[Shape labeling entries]
+===+

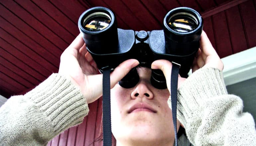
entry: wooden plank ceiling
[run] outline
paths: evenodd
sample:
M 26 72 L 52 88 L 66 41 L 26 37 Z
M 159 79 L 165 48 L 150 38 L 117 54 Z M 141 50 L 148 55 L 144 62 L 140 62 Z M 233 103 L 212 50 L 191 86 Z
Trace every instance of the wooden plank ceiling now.
M 162 29 L 170 10 L 192 8 L 201 14 L 204 30 L 223 57 L 256 46 L 255 3 L 255 0 L 1 0 L 0 94 L 9 98 L 24 94 L 58 72 L 61 54 L 79 33 L 78 18 L 89 8 L 112 10 L 119 28 L 149 31 Z M 49 145 L 91 143 L 100 128 L 100 100 L 89 105 L 90 113 L 82 124 Z M 101 145 L 101 141 L 93 145 Z
M 204 29 L 221 57 L 256 45 L 255 0 L 1 0 L 0 92 L 9 98 L 33 88 L 57 72 L 62 53 L 79 33 L 87 9 L 102 6 L 116 14 L 118 27 L 162 29 L 174 8 L 199 12 Z

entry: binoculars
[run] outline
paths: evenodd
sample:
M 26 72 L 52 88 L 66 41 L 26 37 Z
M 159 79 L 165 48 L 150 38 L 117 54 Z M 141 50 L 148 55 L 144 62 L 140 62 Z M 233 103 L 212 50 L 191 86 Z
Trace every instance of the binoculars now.
M 118 28 L 113 12 L 100 7 L 84 12 L 78 22 L 86 49 L 101 73 L 107 69 L 113 70 L 129 59 L 136 59 L 140 66 L 150 68 L 153 61 L 164 59 L 180 65 L 180 74 L 187 77 L 199 48 L 202 18 L 193 9 L 179 7 L 166 15 L 163 24 L 163 30 L 151 32 Z M 134 68 L 118 84 L 130 88 L 139 80 Z M 167 88 L 160 70 L 152 70 L 151 82 L 157 89 Z

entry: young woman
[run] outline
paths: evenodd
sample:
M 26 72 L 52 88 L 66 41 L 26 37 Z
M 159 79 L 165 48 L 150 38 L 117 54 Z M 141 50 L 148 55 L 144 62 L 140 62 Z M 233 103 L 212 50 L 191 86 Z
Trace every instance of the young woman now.
M 228 95 L 224 83 L 223 64 L 206 34 L 193 63 L 193 73 L 178 82 L 177 127 L 187 138 L 179 145 L 256 145 L 251 115 L 243 113 L 239 97 Z M 132 68 L 126 60 L 111 74 L 112 128 L 116 145 L 171 146 L 174 143 L 170 87 L 159 90 L 150 84 L 151 69 L 137 68 L 139 82 L 125 89 L 117 84 Z M 152 69 L 164 72 L 170 84 L 172 63 L 153 62 Z M 45 145 L 55 136 L 81 123 L 89 112 L 87 104 L 102 94 L 101 74 L 86 52 L 81 35 L 61 58 L 59 72 L 53 74 L 24 96 L 12 97 L 0 109 L 0 145 Z

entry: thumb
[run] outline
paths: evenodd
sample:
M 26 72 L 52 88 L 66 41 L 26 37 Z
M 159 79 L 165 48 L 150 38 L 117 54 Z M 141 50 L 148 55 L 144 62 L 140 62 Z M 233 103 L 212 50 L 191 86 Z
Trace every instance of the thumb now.
M 121 80 L 130 70 L 139 64 L 139 61 L 135 59 L 126 60 L 119 64 L 110 74 L 110 88 L 112 88 L 117 82 Z
M 167 88 L 169 91 L 170 89 L 171 75 L 172 66 L 172 64 L 170 62 L 164 59 L 156 60 L 151 64 L 151 68 L 152 69 L 159 69 L 163 71 L 165 77 Z
M 164 59 L 156 60 L 151 64 L 151 68 L 152 69 L 159 69 L 163 71 L 165 77 L 167 85 L 169 91 L 171 91 L 171 78 L 172 67 L 173 65 L 172 63 L 168 60 Z M 178 88 L 179 88 L 185 81 L 186 78 L 182 78 L 179 74 L 178 77 Z

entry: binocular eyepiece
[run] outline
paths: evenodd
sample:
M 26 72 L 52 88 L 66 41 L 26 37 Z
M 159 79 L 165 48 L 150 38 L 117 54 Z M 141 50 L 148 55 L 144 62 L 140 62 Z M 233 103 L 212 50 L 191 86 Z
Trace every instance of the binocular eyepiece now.
M 179 7 L 170 11 L 164 19 L 163 30 L 151 32 L 117 28 L 114 14 L 103 7 L 83 13 L 78 22 L 80 32 L 100 71 L 114 69 L 129 59 L 150 68 L 155 60 L 167 60 L 181 65 L 180 74 L 186 77 L 199 47 L 203 21 L 195 10 Z M 135 86 L 139 77 L 134 68 L 119 82 L 125 88 Z M 165 78 L 159 70 L 153 70 L 151 83 L 159 89 L 166 88 Z

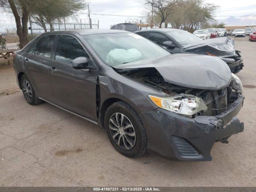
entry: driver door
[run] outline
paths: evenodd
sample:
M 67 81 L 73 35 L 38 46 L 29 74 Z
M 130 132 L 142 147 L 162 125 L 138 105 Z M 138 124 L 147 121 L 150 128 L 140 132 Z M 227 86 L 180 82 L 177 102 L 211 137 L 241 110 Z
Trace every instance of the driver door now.
M 74 69 L 73 60 L 80 56 L 89 58 L 78 40 L 69 35 L 59 35 L 50 72 L 54 103 L 96 121 L 98 71 Z

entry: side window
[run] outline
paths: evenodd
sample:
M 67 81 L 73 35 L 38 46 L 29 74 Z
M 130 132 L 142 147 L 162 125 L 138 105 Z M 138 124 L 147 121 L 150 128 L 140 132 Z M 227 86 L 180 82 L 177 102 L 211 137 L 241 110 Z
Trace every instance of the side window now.
M 165 41 L 169 41 L 170 40 L 165 35 L 158 33 L 149 33 L 148 38 L 160 45 L 164 45 Z
M 55 60 L 72 64 L 73 60 L 78 57 L 89 56 L 74 37 L 60 35 L 55 51 Z
M 30 48 L 28 53 L 50 58 L 55 36 L 55 35 L 47 35 L 42 37 Z

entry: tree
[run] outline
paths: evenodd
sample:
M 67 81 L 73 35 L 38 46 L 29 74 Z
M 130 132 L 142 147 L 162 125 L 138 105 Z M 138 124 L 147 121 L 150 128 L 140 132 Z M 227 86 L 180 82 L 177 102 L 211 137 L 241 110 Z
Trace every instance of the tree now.
M 26 0 L 0 0 L 1 6 L 8 6 L 13 13 L 16 22 L 17 34 L 20 39 L 20 48 L 24 47 L 29 41 L 28 38 L 29 16 L 28 3 Z M 33 4 L 30 2 L 30 5 Z
M 83 8 L 85 2 L 83 0 L 0 0 L 0 7 L 10 10 L 13 14 L 22 48 L 29 42 L 28 22 L 30 16 L 38 16 L 44 24 L 42 21 L 50 22 L 60 16 L 73 14 Z
M 214 20 L 213 14 L 219 6 L 205 4 L 202 0 L 181 0 L 182 6 L 177 7 L 175 12 L 166 20 L 173 27 L 193 32 Z
M 159 20 L 159 28 L 172 13 L 174 8 L 180 5 L 178 0 L 143 0 L 142 3 L 150 11 L 155 14 Z M 166 24 L 165 27 L 167 28 Z
M 6 48 L 6 40 L 2 35 L 0 35 L 0 50 Z
M 50 31 L 52 31 L 52 23 L 54 20 L 60 20 L 61 18 L 73 15 L 85 8 L 86 6 L 84 0 L 48 0 L 47 3 L 44 3 L 44 2 L 42 1 L 41 5 L 37 6 L 32 10 L 32 15 L 33 18 L 38 22 L 38 24 L 46 32 L 47 30 L 45 23 L 49 23 Z

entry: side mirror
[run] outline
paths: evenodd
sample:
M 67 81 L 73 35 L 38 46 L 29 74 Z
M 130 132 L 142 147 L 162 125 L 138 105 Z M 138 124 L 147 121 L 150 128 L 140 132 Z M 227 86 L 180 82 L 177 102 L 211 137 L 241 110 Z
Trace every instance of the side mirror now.
M 165 41 L 163 43 L 164 46 L 166 46 L 168 47 L 174 47 L 175 46 L 172 44 L 172 42 L 170 41 Z
M 86 69 L 89 65 L 89 58 L 79 57 L 76 58 L 72 62 L 72 66 L 75 69 Z

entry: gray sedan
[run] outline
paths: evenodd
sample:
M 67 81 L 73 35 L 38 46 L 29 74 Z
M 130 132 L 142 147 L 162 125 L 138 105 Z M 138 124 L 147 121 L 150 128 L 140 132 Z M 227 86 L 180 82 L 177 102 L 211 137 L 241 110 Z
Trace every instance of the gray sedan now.
M 15 53 L 14 66 L 29 104 L 48 102 L 98 125 L 128 157 L 149 148 L 211 160 L 215 142 L 244 129 L 234 117 L 242 84 L 221 59 L 171 54 L 128 32 L 45 33 Z

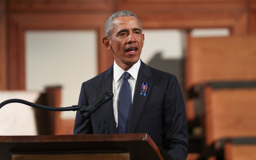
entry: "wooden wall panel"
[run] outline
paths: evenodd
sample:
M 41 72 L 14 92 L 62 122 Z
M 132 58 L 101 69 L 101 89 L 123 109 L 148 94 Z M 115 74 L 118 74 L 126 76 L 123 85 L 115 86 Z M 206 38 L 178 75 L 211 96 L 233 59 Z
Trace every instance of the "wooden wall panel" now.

+===+

[Your task] Reproduce the stretch from the line containing "entry: side window" through the line containing "M 30 48 L 28", copying each line unchanged.

[Task answer]
entry: side window
[run] outline
paths: evenodd
sample:
M 67 81 L 73 35 L 38 46 L 29 74 Z
M 130 132 L 142 147 L 162 125 L 138 105 Z M 138 124 L 147 121 L 150 128 L 140 132 Z M 227 86 L 180 82 L 177 102 L 211 137 L 241 110 Z
Trace every instance of the side window now.
M 165 41 L 169 41 L 170 40 L 165 35 L 158 33 L 149 33 L 148 38 L 160 45 L 164 45 Z
M 55 60 L 72 64 L 73 60 L 78 57 L 89 56 L 74 37 L 60 35 L 55 51 Z
M 30 48 L 28 53 L 50 58 L 55 36 L 55 35 L 47 35 L 42 37 Z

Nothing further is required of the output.